TASK DIRECTIONS:
Number every nonblank line of the entries below in order, skipping any blank lines.

[Dataset entries]
- - -

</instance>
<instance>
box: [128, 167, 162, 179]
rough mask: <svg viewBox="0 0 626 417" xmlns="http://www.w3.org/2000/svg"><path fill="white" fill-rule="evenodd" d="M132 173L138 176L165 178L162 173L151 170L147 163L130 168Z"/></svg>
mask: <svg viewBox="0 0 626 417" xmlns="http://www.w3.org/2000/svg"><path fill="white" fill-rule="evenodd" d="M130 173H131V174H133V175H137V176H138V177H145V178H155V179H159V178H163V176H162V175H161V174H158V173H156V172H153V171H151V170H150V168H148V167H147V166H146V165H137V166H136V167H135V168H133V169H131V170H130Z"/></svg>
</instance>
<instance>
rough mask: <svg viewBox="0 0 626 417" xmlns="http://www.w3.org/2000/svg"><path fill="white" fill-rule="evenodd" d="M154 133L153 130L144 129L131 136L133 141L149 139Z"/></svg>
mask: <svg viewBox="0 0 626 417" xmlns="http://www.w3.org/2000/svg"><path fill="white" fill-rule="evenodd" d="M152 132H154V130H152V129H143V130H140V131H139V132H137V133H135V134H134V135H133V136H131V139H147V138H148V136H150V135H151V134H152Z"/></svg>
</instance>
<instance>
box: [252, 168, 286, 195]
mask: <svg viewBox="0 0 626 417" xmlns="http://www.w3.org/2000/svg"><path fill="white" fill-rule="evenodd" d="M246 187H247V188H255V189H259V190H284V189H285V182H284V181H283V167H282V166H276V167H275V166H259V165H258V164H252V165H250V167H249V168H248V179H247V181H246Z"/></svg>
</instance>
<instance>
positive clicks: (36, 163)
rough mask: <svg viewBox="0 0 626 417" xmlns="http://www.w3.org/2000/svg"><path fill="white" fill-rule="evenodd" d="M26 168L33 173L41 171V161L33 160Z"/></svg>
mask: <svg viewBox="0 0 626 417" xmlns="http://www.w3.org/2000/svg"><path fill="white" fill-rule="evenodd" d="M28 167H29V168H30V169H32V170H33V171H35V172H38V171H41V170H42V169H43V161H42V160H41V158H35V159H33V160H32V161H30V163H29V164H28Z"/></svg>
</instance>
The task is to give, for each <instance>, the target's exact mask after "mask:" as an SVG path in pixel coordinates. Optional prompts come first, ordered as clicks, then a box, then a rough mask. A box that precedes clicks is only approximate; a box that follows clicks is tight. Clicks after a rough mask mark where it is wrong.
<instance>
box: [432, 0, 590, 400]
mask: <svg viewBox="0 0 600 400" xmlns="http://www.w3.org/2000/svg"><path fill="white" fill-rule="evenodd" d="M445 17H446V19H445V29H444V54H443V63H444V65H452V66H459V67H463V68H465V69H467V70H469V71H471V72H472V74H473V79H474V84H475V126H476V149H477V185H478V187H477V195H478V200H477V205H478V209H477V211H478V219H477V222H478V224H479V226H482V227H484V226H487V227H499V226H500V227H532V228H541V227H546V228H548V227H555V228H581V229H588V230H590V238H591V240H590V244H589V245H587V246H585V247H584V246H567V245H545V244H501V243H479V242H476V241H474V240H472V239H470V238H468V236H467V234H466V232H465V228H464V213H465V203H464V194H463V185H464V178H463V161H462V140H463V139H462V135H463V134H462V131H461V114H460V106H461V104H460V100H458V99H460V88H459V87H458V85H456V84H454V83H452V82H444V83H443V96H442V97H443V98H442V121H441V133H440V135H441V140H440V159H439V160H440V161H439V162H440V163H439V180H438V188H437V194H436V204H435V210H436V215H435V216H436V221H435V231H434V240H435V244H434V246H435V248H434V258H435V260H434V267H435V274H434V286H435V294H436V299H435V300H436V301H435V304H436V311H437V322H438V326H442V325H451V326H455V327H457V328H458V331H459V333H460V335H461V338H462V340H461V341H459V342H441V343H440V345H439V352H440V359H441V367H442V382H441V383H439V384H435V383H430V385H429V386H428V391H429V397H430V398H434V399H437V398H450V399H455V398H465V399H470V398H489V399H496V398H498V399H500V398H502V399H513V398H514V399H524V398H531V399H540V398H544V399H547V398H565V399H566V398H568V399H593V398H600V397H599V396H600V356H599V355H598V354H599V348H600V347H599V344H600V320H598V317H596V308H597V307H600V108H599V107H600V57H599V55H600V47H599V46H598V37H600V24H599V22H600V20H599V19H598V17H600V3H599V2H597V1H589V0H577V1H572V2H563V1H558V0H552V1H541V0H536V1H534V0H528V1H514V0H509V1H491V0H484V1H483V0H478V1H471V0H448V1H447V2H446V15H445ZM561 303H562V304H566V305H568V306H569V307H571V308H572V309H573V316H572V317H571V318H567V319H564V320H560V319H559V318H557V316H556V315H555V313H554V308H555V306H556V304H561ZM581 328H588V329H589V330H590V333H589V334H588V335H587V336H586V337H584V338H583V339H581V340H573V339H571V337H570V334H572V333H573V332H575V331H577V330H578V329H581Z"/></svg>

- - -

ANSWER BELOW:
1. </instance>
2. <instance>
3. box: [128, 167, 162, 179]
4. rough mask: <svg viewBox="0 0 626 417" xmlns="http://www.w3.org/2000/svg"><path fill="white" fill-rule="evenodd" d="M132 173L138 176L165 178L162 173L151 170L147 163L130 168Z"/></svg>
5. mask: <svg viewBox="0 0 626 417" xmlns="http://www.w3.org/2000/svg"><path fill="white" fill-rule="evenodd" d="M130 173H131V174H133V175H137V176H138V177H145V178H155V179H159V178H163V176H162V175H161V174H158V173H156V172H153V171H151V170H150V168H148V167H147V166H146V165H137V166H136V167H135V168H133V169H131V170H130Z"/></svg>
6. </instance>
7. <instance>
8. rough mask: <svg viewBox="0 0 626 417" xmlns="http://www.w3.org/2000/svg"><path fill="white" fill-rule="evenodd" d="M154 133L153 130L144 129L131 136L133 141L149 139Z"/></svg>
9. mask: <svg viewBox="0 0 626 417" xmlns="http://www.w3.org/2000/svg"><path fill="white" fill-rule="evenodd" d="M152 132H154V130H152V129H143V130H140V131H139V132H137V133H135V134H134V135H133V136H131V139H147V138H148V136H150V135H151V134H152Z"/></svg>
10. </instance>
11. <instance>
12. box: [252, 168, 286, 195]
13. mask: <svg viewBox="0 0 626 417" xmlns="http://www.w3.org/2000/svg"><path fill="white" fill-rule="evenodd" d="M246 187H247V188H255V189H259V190H284V189H285V182H284V181H283V167H282V166H276V167H275V166H259V165H258V164H252V165H250V167H249V168H248V179H247V181H246Z"/></svg>
14. </instance>
15. <instance>
16. positive clicks: (36, 163)
17. rough mask: <svg viewBox="0 0 626 417" xmlns="http://www.w3.org/2000/svg"><path fill="white" fill-rule="evenodd" d="M26 168L33 173L41 171V161L33 160Z"/></svg>
18. mask: <svg viewBox="0 0 626 417" xmlns="http://www.w3.org/2000/svg"><path fill="white" fill-rule="evenodd" d="M28 167H29V168H30V169H32V170H33V171H35V172H38V171H41V170H42V169H43V161H42V160H41V158H35V159H33V160H32V161H30V163H29V164H28Z"/></svg>
19. </instance>
20. The task is to give, for each <instance>, the target's exact mask after "mask:" as an SVG path in pixel coordinates. Optional prompts come first, ordered as clicks, then a box, then a rough mask. A box that precedes clicks is only approximate; a box that follows clicks is tight. Clicks after a rough mask mark where it is wrong.
21. <instance>
22. box: [432, 0, 590, 400]
23. mask: <svg viewBox="0 0 600 400" xmlns="http://www.w3.org/2000/svg"><path fill="white" fill-rule="evenodd" d="M445 17H446V19H445V29H444V54H443V63H444V65H452V66H459V67H463V68H465V69H467V70H469V71H471V72H472V74H473V79H474V84H475V126H476V149H477V185H478V187H477V195H478V200H477V205H478V209H477V211H478V219H477V222H478V224H479V226H482V227H484V226H487V227H499V226H500V227H532V228H541V227H546V228H548V227H555V228H581V229H588V230H590V238H591V240H590V244H589V245H587V246H585V247H584V246H567V245H545V244H501V243H479V242H476V241H474V240H472V239H470V238H468V236H467V234H466V232H465V228H464V213H465V203H464V194H463V185H464V178H463V161H462V140H463V139H462V135H463V134H462V131H461V114H460V106H461V104H460V100H458V99H460V88H459V87H458V85H456V84H454V83H452V82H444V83H443V96H442V97H443V98H442V121H441V133H440V135H441V140H440V159H439V160H440V161H439V162H440V163H439V180H438V188H437V194H436V204H435V210H436V215H435V216H436V221H435V231H434V240H435V244H434V246H435V248H434V258H435V260H434V267H435V274H434V286H435V294H436V299H435V300H436V301H435V304H436V311H437V322H438V326H442V325H451V326H455V327H457V328H458V331H459V333H460V335H461V338H462V340H461V341H459V342H441V343H440V345H439V352H440V359H441V367H442V382H441V383H439V384H435V383H430V385H429V386H428V391H429V397H430V398H434V399H437V398H450V399H455V398H465V399H470V398H489V399H496V398H498V399H500V398H502V399H513V398H514V399H524V398H531V399H540V398H544V399H547V398H565V399H566V398H568V399H593V398H600V397H599V396H600V356H599V355H598V354H599V348H600V347H599V344H600V320H598V317H596V308H597V307H600V108H599V107H600V57H599V55H600V47H599V46H598V37H600V24H599V22H600V20H599V19H598V17H600V3H599V2H597V1H589V0H577V1H572V2H563V1H558V0H552V1H541V0H536V1H534V0H528V1H514V0H509V1H491V0H484V1H483V0H478V1H471V0H448V1H447V2H446V15H445ZM561 303H562V304H566V305H568V306H569V307H571V308H572V309H573V316H572V317H571V318H567V319H564V320H560V319H559V318H557V316H556V315H555V313H554V308H555V306H556V304H561ZM581 328H588V329H589V330H590V333H589V334H588V335H587V336H586V337H584V338H583V339H581V340H573V339H571V337H570V334H572V333H573V332H575V331H577V330H578V329H581Z"/></svg>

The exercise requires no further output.